Consigne a
Recopiez mot pour mot les lignes du listing, de son début jusqu'à la ligne contenant « For every instance of the leather », cette dernière incluse.

Ce système mandaté par le gouvernement exigeait que chaque habitant du pays enregistre les détails de sa famille en tant que danka (paroissiens) auprès du temple bouddhiste local. Par conséquent, le shogunat avait accès à des informations personnelles sur les ménages, facilitant ainsi la surveillance de la population. De nombreuses informations sur les individus (telles que les naissances, les décès, les mariages, les voyages et les détails sur les déménagements) étaient conservées dans les registres des temples, ce qui les rendait extrêmement précieux pour le gouvernement, en tant qu’appareil de surveillance et de contrôle de la population. Et puisque ce système imposait le choix d’un temple au niveau familial, il n’était plus possible pour les individus de choisir une doctrine selon leurs propres croyances. Une fois qu’une famille était enregistrée auprès d’une certaine école, c’était normalement définitif : les générations suivantes continueraient automatiquement à être affiliées au même temple. De nos jours encore, il est courant d’entendre les Japonais demander : « À quelle école appartient votre famille ? » ou « À quel temple appartenez-vous ? ». Le fait que ces questions soient toujours routinières montre que ce système a continué de fonctionner jusqu’à aujourd’hui.

Un objectif important du danka était également de débusquer les chrétiens qui pourraient encore s’accrocher à leur foi interdite. En liant toute la population à un temple bouddhiste, le système cherchait à empêcher le développement du christianisme, même si de nombreux fidèles ont toutefois continué à pratiquer leur foi en secret, tout en prétendant suivre les règles. Si les deux siècles et demi de l’époque d’Edo sont souvent décrits comme une période de paix, pour les chrétiens du Japon, ils représentaient plutôt une période de persécution religieuse sévère et impitoyable. (Voir notre article : Les îles Gotô : sur les traces des « chrétiens cachés » du Japon)

Consigne b
Poursuivez le texte sur le système du danka à l'époque d'Edo après sa dernière phrase.

Jeu de données
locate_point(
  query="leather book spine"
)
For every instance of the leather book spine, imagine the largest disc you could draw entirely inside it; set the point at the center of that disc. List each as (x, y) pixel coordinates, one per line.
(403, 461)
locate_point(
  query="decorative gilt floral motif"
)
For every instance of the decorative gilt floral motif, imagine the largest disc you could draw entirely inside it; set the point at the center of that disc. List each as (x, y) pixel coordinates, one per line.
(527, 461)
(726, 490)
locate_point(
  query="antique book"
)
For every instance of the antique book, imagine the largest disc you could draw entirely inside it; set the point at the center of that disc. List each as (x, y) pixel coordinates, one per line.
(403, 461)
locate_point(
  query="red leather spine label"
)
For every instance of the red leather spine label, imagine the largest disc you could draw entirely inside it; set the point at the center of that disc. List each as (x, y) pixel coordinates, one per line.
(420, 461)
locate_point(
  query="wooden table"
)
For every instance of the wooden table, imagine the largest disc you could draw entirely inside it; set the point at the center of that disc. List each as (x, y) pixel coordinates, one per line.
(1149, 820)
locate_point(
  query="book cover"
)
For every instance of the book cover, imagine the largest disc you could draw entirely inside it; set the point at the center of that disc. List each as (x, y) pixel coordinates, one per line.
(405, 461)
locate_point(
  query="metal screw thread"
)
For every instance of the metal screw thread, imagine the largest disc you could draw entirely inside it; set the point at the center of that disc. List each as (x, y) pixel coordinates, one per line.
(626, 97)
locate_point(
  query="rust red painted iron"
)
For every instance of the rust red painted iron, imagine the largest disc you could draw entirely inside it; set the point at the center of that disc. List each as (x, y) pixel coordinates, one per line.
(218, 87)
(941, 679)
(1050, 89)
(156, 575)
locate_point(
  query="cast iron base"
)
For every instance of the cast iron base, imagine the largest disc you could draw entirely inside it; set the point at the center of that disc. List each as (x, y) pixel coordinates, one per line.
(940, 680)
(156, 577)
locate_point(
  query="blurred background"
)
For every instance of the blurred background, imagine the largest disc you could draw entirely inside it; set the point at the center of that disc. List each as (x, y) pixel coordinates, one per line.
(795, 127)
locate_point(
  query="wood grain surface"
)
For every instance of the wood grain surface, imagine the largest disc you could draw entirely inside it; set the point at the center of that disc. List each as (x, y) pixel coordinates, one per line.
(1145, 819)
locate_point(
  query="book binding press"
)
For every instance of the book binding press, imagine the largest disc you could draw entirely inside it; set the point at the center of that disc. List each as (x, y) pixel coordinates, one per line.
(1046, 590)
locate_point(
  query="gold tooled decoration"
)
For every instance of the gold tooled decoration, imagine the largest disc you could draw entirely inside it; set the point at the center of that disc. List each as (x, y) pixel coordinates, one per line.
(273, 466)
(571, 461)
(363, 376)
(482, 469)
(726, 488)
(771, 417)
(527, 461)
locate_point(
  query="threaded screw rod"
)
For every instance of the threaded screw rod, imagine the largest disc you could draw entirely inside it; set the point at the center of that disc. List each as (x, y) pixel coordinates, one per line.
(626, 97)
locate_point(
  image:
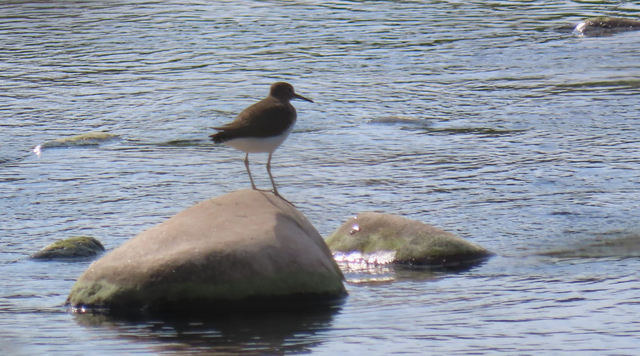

Résultat final a
locate_point(
  query="leather book spine"
)
For every instance of the leather book spine, imagine the largest disc you could draw entirely inside it; set the point at the center of that disc. List each as (x, y) pixel coordinates, one per line.

Résultat final b
Le fait d’opérer sous l’autorité du shogunat a profondément changé la nature du bouddhisme japonais. La religion a perdu l’énergie et l’ambition qui l’avaient poussée à se développer à son paroxysme dans les temps anciens. Au lieu de cela, le bouddhisme était désormais content de vivre paisiblement, en accord avec le statu quo. En un sens, cela marquait un retour aux conditions de la forme première de cette religion, lorsque la communauté des moines de Shakyamuni se maintenait à part et vivait paisiblement sous la protection de puissantes figures locales. Il y avait toutefois une différence majeure. Le bouddhisme japonais de l’époque d’Edo avait été laissé tranquille parce qu’il avait également été coopté dans les systèmes politiques du pouvoir shogunal. Les activités séculières étaient désormais devenues une partie essentielle du travail des temples bouddhistes, jouant un rôle important dans la collecte des impôts et garantissant l’obéissance du peuple.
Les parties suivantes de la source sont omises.